### Goal of the exercise
Identify every line in the items below that contains the word "doorway", and copy each of those lines in full. Treat case as significant.

### Records shown
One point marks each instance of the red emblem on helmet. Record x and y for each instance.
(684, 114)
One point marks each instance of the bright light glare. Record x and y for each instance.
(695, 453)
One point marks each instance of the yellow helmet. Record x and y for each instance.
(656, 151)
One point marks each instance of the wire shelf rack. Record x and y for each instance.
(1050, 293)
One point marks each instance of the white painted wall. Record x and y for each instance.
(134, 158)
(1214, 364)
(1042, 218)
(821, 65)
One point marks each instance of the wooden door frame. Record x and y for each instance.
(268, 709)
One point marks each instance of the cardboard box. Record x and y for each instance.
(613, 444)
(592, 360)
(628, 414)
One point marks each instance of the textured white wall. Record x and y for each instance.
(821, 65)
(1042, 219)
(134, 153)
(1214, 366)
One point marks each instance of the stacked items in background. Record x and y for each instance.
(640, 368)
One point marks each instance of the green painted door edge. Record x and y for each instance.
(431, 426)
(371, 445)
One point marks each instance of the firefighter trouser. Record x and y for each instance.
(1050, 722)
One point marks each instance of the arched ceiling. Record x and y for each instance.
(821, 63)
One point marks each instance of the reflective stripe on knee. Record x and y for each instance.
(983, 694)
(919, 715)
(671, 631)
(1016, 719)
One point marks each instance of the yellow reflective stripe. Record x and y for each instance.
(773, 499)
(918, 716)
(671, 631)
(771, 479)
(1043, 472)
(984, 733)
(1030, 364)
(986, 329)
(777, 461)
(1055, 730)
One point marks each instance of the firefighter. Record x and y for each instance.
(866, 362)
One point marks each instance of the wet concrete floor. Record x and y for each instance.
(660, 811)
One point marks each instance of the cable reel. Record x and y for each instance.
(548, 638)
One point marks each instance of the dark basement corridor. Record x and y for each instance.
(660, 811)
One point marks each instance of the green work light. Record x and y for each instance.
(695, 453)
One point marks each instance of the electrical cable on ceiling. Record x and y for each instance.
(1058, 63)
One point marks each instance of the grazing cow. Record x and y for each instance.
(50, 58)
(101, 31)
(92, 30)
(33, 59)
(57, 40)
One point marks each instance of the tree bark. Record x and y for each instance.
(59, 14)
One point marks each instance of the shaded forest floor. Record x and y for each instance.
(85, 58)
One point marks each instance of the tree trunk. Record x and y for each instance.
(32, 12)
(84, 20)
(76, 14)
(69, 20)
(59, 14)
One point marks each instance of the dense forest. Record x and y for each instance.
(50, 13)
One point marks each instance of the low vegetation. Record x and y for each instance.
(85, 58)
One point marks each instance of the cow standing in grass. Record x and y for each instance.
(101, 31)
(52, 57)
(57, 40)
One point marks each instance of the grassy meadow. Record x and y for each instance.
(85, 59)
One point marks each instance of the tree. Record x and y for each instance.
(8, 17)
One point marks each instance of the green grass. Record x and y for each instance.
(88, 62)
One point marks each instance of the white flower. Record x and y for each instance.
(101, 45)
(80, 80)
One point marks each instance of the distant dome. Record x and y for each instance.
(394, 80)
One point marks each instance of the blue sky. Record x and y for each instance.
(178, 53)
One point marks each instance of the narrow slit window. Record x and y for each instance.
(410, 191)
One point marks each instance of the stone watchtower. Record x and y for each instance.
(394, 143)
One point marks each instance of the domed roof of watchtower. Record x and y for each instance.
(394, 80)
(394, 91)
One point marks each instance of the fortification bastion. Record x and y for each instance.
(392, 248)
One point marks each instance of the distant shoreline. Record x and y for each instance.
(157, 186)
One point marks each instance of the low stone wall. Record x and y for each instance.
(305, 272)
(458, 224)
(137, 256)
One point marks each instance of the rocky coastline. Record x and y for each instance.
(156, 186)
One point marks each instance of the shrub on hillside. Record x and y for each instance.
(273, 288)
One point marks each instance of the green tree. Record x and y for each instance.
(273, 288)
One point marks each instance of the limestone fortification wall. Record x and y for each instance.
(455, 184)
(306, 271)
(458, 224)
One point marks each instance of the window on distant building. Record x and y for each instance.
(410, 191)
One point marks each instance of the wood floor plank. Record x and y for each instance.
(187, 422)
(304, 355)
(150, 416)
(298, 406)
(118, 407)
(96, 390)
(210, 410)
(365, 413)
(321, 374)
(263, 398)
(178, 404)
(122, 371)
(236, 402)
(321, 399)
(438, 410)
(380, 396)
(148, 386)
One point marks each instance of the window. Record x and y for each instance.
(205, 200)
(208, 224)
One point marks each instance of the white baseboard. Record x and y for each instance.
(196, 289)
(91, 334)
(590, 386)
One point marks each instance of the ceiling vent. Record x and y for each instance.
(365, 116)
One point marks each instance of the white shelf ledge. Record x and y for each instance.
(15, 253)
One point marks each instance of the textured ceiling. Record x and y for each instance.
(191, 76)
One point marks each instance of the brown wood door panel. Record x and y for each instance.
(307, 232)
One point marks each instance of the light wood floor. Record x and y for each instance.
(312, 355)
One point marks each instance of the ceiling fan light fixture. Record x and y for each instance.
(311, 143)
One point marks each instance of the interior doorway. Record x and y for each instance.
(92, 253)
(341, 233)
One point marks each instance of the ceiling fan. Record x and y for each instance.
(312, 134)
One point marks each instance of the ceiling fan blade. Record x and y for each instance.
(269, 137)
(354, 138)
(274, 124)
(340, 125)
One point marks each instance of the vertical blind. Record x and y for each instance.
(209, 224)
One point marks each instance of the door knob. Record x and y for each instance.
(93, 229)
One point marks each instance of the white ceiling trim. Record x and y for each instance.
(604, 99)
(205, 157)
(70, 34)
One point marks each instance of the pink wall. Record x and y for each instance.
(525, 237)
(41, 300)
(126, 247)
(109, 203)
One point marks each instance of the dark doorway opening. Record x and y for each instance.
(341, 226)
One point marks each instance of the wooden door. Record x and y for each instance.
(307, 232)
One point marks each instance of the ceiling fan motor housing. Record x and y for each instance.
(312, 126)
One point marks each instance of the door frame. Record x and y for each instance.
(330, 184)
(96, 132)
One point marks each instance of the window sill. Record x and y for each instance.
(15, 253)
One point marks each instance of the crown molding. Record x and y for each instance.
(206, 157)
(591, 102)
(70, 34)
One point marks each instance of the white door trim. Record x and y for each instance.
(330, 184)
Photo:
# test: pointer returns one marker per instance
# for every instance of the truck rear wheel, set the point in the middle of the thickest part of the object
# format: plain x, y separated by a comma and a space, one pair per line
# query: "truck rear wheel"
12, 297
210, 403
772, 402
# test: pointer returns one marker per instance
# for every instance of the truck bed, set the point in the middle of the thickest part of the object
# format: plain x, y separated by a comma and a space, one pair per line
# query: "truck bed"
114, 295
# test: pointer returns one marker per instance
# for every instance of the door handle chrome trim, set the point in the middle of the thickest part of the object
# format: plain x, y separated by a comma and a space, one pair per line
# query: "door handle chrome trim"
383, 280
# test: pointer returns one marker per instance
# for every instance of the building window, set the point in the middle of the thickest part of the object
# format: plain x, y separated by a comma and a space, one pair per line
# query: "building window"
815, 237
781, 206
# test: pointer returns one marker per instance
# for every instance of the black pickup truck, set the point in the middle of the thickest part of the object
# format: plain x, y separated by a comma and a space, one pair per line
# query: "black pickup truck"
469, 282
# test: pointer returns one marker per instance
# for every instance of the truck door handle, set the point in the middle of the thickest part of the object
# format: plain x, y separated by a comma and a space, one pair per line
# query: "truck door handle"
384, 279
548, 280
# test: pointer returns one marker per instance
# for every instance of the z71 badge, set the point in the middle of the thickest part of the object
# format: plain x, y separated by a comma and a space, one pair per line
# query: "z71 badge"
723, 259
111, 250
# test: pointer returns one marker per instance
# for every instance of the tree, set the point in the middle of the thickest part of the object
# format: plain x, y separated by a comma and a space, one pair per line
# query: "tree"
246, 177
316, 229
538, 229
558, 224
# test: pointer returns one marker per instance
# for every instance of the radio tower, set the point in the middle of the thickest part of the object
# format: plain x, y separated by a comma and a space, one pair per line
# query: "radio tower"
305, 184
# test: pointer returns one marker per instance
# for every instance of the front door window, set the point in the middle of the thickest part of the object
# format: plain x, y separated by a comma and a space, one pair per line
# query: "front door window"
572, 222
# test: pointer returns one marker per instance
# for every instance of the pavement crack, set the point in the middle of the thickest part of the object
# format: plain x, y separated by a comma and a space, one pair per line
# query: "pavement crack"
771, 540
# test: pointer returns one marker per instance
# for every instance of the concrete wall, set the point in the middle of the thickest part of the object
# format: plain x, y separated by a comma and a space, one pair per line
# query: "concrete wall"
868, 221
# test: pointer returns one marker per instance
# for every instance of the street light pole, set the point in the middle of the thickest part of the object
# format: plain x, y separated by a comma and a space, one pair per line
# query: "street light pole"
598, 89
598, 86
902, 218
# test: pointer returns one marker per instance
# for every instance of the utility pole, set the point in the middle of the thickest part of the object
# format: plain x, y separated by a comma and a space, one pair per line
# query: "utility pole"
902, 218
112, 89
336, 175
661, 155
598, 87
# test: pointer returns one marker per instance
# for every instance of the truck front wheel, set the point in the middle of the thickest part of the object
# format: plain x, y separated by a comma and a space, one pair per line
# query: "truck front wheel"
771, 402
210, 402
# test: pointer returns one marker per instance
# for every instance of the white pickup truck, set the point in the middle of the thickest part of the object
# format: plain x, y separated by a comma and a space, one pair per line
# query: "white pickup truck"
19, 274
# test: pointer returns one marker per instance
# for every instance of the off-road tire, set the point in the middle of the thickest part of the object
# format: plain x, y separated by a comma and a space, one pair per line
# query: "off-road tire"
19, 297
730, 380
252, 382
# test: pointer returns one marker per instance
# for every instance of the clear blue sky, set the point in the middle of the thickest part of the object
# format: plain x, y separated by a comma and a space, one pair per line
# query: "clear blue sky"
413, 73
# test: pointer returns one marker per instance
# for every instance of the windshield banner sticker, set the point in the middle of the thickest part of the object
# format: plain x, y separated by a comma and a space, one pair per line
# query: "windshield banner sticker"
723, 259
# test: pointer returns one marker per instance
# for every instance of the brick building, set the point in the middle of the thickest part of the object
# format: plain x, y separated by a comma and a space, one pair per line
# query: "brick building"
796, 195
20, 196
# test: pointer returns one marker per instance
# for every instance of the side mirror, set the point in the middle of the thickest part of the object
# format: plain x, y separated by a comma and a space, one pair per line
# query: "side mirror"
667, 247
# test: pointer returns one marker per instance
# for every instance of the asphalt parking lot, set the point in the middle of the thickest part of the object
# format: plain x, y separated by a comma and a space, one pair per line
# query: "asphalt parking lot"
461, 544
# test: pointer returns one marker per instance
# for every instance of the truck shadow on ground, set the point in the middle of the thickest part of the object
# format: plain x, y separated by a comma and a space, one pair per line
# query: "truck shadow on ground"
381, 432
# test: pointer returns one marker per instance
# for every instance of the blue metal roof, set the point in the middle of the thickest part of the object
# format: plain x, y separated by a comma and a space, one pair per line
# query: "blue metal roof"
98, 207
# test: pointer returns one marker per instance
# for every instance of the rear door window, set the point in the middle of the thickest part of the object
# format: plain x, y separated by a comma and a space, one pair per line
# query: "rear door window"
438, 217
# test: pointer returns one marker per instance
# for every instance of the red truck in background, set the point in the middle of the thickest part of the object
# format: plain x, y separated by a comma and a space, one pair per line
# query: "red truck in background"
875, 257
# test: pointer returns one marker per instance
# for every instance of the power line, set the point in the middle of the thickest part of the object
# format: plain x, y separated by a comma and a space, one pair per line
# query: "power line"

### Answer below
One point marks each instance of the interior doorway. Record x and y for each instance.
One point marks each instance of the dark doorway opening. Record x and y for each instance.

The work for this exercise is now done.